Exercise aim:
Put the records, from the start up to and including the line that contains "positive clicks: (286, 534) (77, 365)", into a Markdown table with the columns No. and Text, giving each line a row number and skipping blank lines. Leave the pictures out of the answer.

----- Given entries

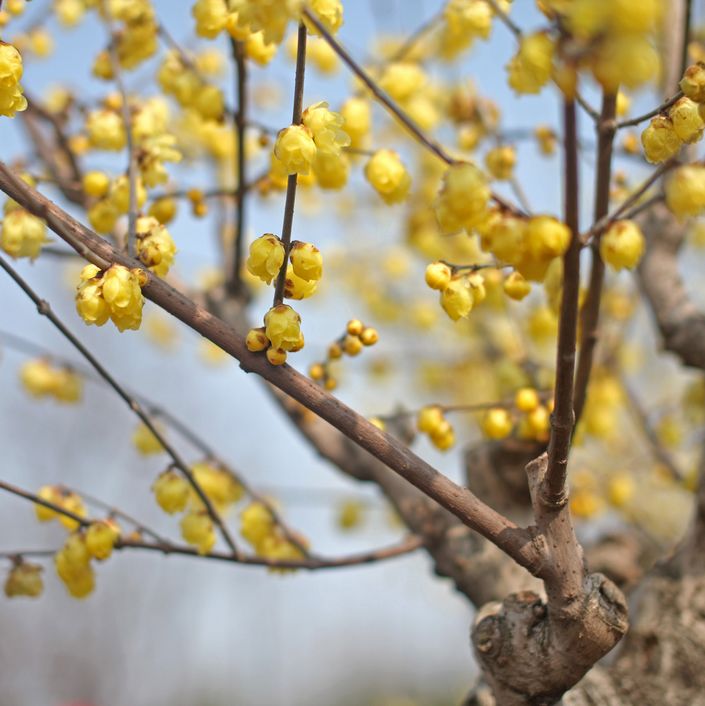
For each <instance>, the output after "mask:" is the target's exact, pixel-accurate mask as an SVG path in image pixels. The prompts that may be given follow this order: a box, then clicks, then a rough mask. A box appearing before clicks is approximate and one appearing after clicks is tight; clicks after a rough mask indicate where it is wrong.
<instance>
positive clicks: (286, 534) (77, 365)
mask: <svg viewBox="0 0 705 706" xmlns="http://www.w3.org/2000/svg"><path fill="white" fill-rule="evenodd" d="M71 252H73V251H71ZM74 256H75V253H74ZM0 341H2V342H3V343H4V344H5V345H7V346H9V347H11V348H14V349H15V350H19V351H22V352H25V353H29V354H31V355H41V356H45V357H47V358H49V359H51V360H52V361H54V362H55V363H57V364H59V365H63V366H64V367H65V368H67V369H70V370H73V371H75V372H77V373H78V374H79V375H81V376H82V377H83V378H84V379H86V380H90V381H91V382H95V383H98V384H103V385H104V384H105V383H106V381H105V379H104V378H102V377H101V376H100V375H96V374H95V373H94V372H93V370H92V369H91V368H88V367H86V366H83V365H81V364H80V363H76V362H75V361H73V360H69V359H66V358H63V357H60V356H57V355H56V354H55V353H53V352H51V351H49V350H47V349H46V348H45V347H44V346H41V345H39V344H37V343H34V342H33V341H28V340H27V339H25V338H22V337H21V336H18V335H17V334H14V333H10V332H9V331H3V330H0ZM125 389H126V390H127V391H128V394H129V395H130V396H131V397H132V398H134V399H136V400H137V401H138V402H139V403H140V404H141V405H143V406H144V407H145V409H146V410H147V412H148V414H150V415H151V416H153V417H155V418H158V419H161V420H163V421H164V422H165V423H166V424H167V426H169V427H170V428H171V429H172V430H173V431H175V432H176V433H177V434H179V435H180V436H181V437H182V438H183V439H184V440H185V441H187V442H189V443H190V444H191V445H192V446H193V447H194V448H195V449H197V450H198V451H199V452H200V453H201V454H203V456H204V457H205V458H207V459H209V460H212V461H213V462H214V463H216V464H217V465H218V466H219V467H220V468H222V469H223V470H224V471H225V472H226V473H228V474H229V475H230V476H232V478H233V479H234V480H235V481H236V482H237V483H238V484H239V485H240V486H241V487H242V489H243V490H244V491H245V493H246V494H247V495H248V496H249V497H250V498H252V500H254V501H256V502H259V503H262V505H264V506H265V507H266V508H267V510H268V511H269V513H270V515H271V516H272V519H273V520H274V523H275V524H276V525H278V526H279V528H280V529H281V531H282V533H283V534H284V536H285V537H286V538H287V539H288V540H289V541H290V542H291V543H292V544H294V545H295V546H296V547H297V548H298V549H299V550H300V551H301V552H303V553H304V555H305V556H309V555H310V551H309V550H308V548H307V547H306V545H305V543H304V542H302V541H301V538H300V537H299V535H298V534H297V533H296V532H295V531H294V530H293V529H291V528H290V527H289V526H288V525H287V523H286V521H285V520H284V519H283V518H282V516H281V513H279V511H278V510H277V509H276V507H275V505H274V503H273V502H272V501H271V500H270V499H269V498H268V497H267V496H266V494H264V493H263V492H259V491H257V490H255V489H254V488H253V487H252V486H251V485H250V484H249V483H248V482H247V481H246V480H245V478H244V476H243V475H242V474H240V473H238V472H237V471H235V470H233V468H232V466H230V465H229V464H228V463H226V462H225V461H224V460H223V459H222V458H221V457H220V456H219V455H218V454H217V453H216V451H215V449H214V448H213V447H212V446H210V444H208V443H207V442H206V441H205V440H204V439H203V438H202V437H201V436H199V435H198V434H197V433H196V432H195V431H194V430H193V428H192V427H190V426H189V425H187V424H184V423H183V422H182V421H181V420H180V419H179V418H178V417H176V416H175V415H174V414H173V413H172V412H171V411H169V410H168V409H166V408H164V407H161V406H159V405H158V404H156V403H155V402H153V401H152V400H150V399H149V398H147V397H145V396H144V395H143V394H142V393H139V392H135V391H132V390H130V389H129V388H125ZM86 499H88V496H86ZM93 500H94V501H95V502H96V503H101V502H102V501H99V500H96V499H95V498H94V499H93ZM109 509H111V510H114V511H116V512H120V513H121V514H122V516H123V517H125V518H127V515H125V513H122V511H120V510H117V508H109ZM132 522H133V523H135V522H136V521H135V520H132ZM140 525H141V523H140ZM141 526H142V528H143V529H144V530H145V532H146V533H147V534H151V535H152V537H153V538H154V539H157V540H160V541H164V540H163V539H162V538H161V537H157V536H156V535H155V534H154V532H152V531H150V530H149V529H148V528H145V527H144V526H143V525H141Z"/></svg>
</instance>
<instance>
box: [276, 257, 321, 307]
mask: <svg viewBox="0 0 705 706" xmlns="http://www.w3.org/2000/svg"><path fill="white" fill-rule="evenodd" d="M317 286H318V280H310V281H307V280H305V279H302V278H301V277H299V276H298V275H297V274H296V273H295V272H294V268H293V267H292V266H291V265H288V266H287V268H286V280H285V282H284V296H285V297H286V298H287V299H296V300H300V299H308V298H309V297H310V296H312V295H313V294H314V293H315V291H316V287H317Z"/></svg>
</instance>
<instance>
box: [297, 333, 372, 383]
mask: <svg viewBox="0 0 705 706" xmlns="http://www.w3.org/2000/svg"><path fill="white" fill-rule="evenodd" d="M377 341H379V333H377V329H375V328H372V327H371V326H365V324H363V323H362V321H360V319H350V321H348V324H347V326H346V327H345V333H344V334H343V335H342V336H341V337H340V338H339V339H338V340H336V341H333V343H331V344H330V346H328V352H327V355H326V359H325V360H324V361H322V362H319V363H313V364H312V365H311V367H310V368H309V371H308V374H309V375H310V377H311V379H312V380H315V381H316V382H318V383H320V384H321V385H323V387H324V388H325V389H326V390H334V389H335V388H336V387H337V386H338V380H337V379H336V377H335V374H334V371H333V366H332V362H333V361H335V360H340V358H342V357H343V355H348V356H350V357H355V356H356V355H359V354H360V353H361V352H362V350H363V348H366V347H369V346H374V345H375V343H377Z"/></svg>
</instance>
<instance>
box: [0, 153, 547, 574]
mask: <svg viewBox="0 0 705 706" xmlns="http://www.w3.org/2000/svg"><path fill="white" fill-rule="evenodd" d="M0 189H2V190H3V191H5V193H7V194H8V195H9V196H11V197H12V198H14V199H15V200H16V201H17V202H18V203H20V204H21V205H22V206H23V207H24V208H26V209H27V210H28V211H30V212H31V213H33V214H34V215H36V216H39V217H40V218H44V219H45V220H46V221H47V224H48V225H49V227H50V228H51V229H52V230H53V231H54V232H55V233H56V234H57V235H59V236H60V237H61V238H62V239H63V240H65V241H66V242H67V243H69V244H70V245H71V246H72V247H73V248H74V249H75V250H76V251H77V252H79V253H80V254H82V255H83V256H84V257H85V258H86V259H88V260H89V261H90V262H93V263H94V264H96V265H97V266H98V267H102V268H105V267H108V266H109V265H110V264H112V263H119V264H123V265H126V266H128V267H131V268H140V269H141V270H142V272H143V273H144V276H145V277H146V279H147V283H146V284H145V286H144V287H143V292H144V294H145V296H146V297H147V298H149V299H150V300H152V301H153V302H154V303H155V304H157V305H158V306H160V307H161V308H163V309H164V310H165V311H167V312H169V313H171V314H173V315H174V316H176V317H177V318H178V319H180V320H181V321H183V322H184V323H186V324H187V325H189V326H190V327H191V328H193V329H194V330H195V331H197V332H198V333H200V334H201V335H202V336H204V337H205V338H207V339H209V340H210V341H212V342H213V343H215V344H216V345H217V346H219V347H220V348H222V349H223V350H224V351H226V352H227V353H229V354H230V355H232V356H233V357H235V358H237V359H238V360H239V361H240V367H241V368H242V369H243V370H245V371H247V372H254V373H257V374H258V375H260V376H261V377H263V378H264V379H266V380H267V381H268V382H270V383H272V384H273V385H274V386H275V387H277V388H279V389H280V390H282V391H283V392H284V393H286V394H287V395H289V396H290V397H292V398H294V399H295V400H297V401H298V402H300V403H301V404H302V405H303V406H304V407H307V408H308V409H310V410H311V411H312V412H314V413H315V414H317V415H318V416H319V417H321V418H322V419H324V420H325V421H327V422H328V423H329V424H331V425H332V426H333V427H335V428H337V429H339V430H340V431H341V432H343V434H345V435H346V436H347V437H349V438H350V439H352V440H353V441H354V442H355V444H357V445H358V446H360V447H362V448H364V449H365V450H367V451H369V452H370V453H371V454H372V455H373V456H376V457H377V458H379V459H380V460H381V461H382V462H383V463H385V464H386V465H387V466H389V467H390V468H391V469H392V470H394V471H396V472H397V473H398V474H399V475H401V476H403V477H404V478H405V479H406V480H408V481H409V482H410V483H412V484H413V485H415V486H416V487H417V488H419V489H420V490H421V491H423V492H424V493H425V494H426V495H428V496H429V497H431V498H432V499H433V500H435V501H436V502H438V503H439V504H440V505H442V506H443V507H445V508H446V509H447V510H449V511H450V512H451V513H453V514H454V515H456V516H457V517H458V518H459V519H460V520H461V521H462V522H463V523H464V524H466V525H467V526H468V527H470V528H471V529H474V530H476V531H477V532H479V533H480V534H482V535H483V536H484V537H486V538H487V539H489V540H490V541H492V542H493V543H494V544H496V545H497V546H498V547H499V548H500V549H502V550H503V551H505V552H506V553H507V554H509V555H510V556H511V557H512V558H513V559H514V560H515V561H517V563H519V564H521V565H522V566H524V567H526V568H527V569H529V570H530V571H536V570H537V569H538V567H539V566H540V564H541V551H540V549H539V548H538V547H537V546H535V545H534V543H533V534H532V532H530V531H527V530H523V529H521V528H519V527H517V526H516V525H515V524H514V523H512V522H510V521H509V520H507V518H505V517H502V516H501V515H500V514H499V513H497V512H495V511H494V510H493V509H492V508H490V507H488V506H487V505H486V504H485V503H483V502H481V501H480V500H479V499H478V498H477V497H476V496H475V495H474V494H473V493H471V492H470V491H468V490H467V489H465V488H462V487H460V486H458V485H457V484H455V483H454V482H453V481H451V480H450V479H448V478H446V477H445V476H443V475H441V474H440V473H438V471H436V470H435V469H434V468H432V467H431V466H430V465H429V464H428V463H426V462H425V461H423V460H422V459H420V458H419V457H418V456H416V455H415V454H414V453H413V452H412V451H410V450H409V449H408V448H407V447H406V446H405V445H404V444H403V443H401V442H399V441H398V440H397V439H395V438H394V437H392V436H390V435H389V434H386V433H385V432H383V431H380V430H379V429H378V428H377V427H376V426H374V424H372V423H371V422H369V421H368V420H367V419H365V418H364V417H362V416H361V415H359V414H357V413H356V412H354V411H353V410H352V409H350V408H349V407H347V406H346V405H344V404H343V403H342V402H340V401H339V400H337V399H336V398H334V397H333V396H332V395H330V394H329V393H327V392H325V391H324V390H322V389H321V388H320V387H319V386H318V385H316V384H315V383H313V382H312V381H311V380H309V379H308V378H306V377H304V376H303V375H301V374H299V373H297V372H296V371H295V370H293V369H292V368H291V367H290V366H288V365H283V366H272V365H270V364H269V362H268V361H267V359H266V357H265V356H262V355H257V354H255V353H251V352H250V351H248V350H247V347H246V346H245V342H244V339H243V337H242V336H241V335H240V334H238V333H237V332H236V331H235V330H234V329H233V328H232V327H230V326H229V325H227V324H226V323H224V322H223V321H222V320H220V319H218V318H216V317H215V316H213V315H212V314H211V313H209V312H208V311H206V310H205V309H204V308H203V307H201V306H199V305H197V304H196V303H195V302H193V301H191V300H190V299H188V298H187V297H185V296H184V295H183V294H181V293H180V292H178V291H176V290H175V289H173V288H172V287H170V286H169V285H168V284H167V283H166V282H164V281H163V280H161V279H159V278H158V277H155V276H154V275H153V274H152V273H151V272H149V271H148V270H146V269H144V268H143V267H141V265H140V263H138V262H137V261H135V260H132V259H130V258H127V257H126V256H125V255H123V254H121V253H120V252H118V251H116V250H115V248H113V247H112V246H111V245H110V244H109V243H108V242H106V241H105V240H104V239H102V238H100V237H98V236H97V235H96V234H95V233H93V232H92V231H91V230H89V229H88V228H86V227H85V226H83V225H81V224H80V223H79V222H78V221H76V220H75V219H74V218H72V217H71V216H70V215H69V214H67V213H66V212H65V211H63V210H62V209H61V208H59V207H58V206H57V205H56V204H54V203H52V202H51V201H49V200H48V199H47V198H45V197H44V196H42V195H41V194H40V193H39V192H38V191H37V190H36V189H34V188H32V187H30V186H28V185H27V184H25V183H24V182H23V181H22V180H21V179H19V178H18V177H17V176H16V175H15V174H13V173H12V171H11V170H10V169H8V167H7V166H6V165H5V164H3V163H2V162H0Z"/></svg>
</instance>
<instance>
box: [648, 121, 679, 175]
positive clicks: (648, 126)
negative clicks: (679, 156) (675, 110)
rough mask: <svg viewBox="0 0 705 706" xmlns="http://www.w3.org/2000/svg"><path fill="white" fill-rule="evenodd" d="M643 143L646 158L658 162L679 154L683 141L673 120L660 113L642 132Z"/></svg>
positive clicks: (652, 160)
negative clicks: (681, 141)
mask: <svg viewBox="0 0 705 706" xmlns="http://www.w3.org/2000/svg"><path fill="white" fill-rule="evenodd" d="M641 144H642V146H643V147H644V156H645V157H646V159H647V160H648V161H649V162H651V163H652V164H656V163H658V162H664V161H665V160H667V159H670V158H671V157H673V156H675V155H676V154H678V150H679V149H680V148H681V144H682V143H681V139H680V137H678V135H677V133H676V130H675V128H674V126H673V121H672V120H671V119H670V118H668V117H666V116H665V115H658V116H656V117H655V118H653V119H652V120H651V122H650V123H649V125H648V126H647V127H646V128H645V129H644V131H643V132H642V133H641Z"/></svg>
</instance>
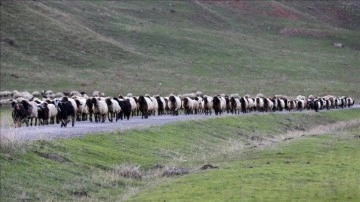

----------

Response below:
| No. | Text |
|---|---|
| 1 | For each <instance>, the output after "mask:" is the target's exact, pixel-accurate mask as an SVG path in image pixels. The prompts that may be given follow this order: a box, then clicks, then a rough mask. A box appearing before clicks is approximate and one appearing after clicks is tight; clicks after a rough mask indicate where it is wrong. |
| 2 | <instance> |
| 3 | positive clicks: (286, 534) (77, 365) |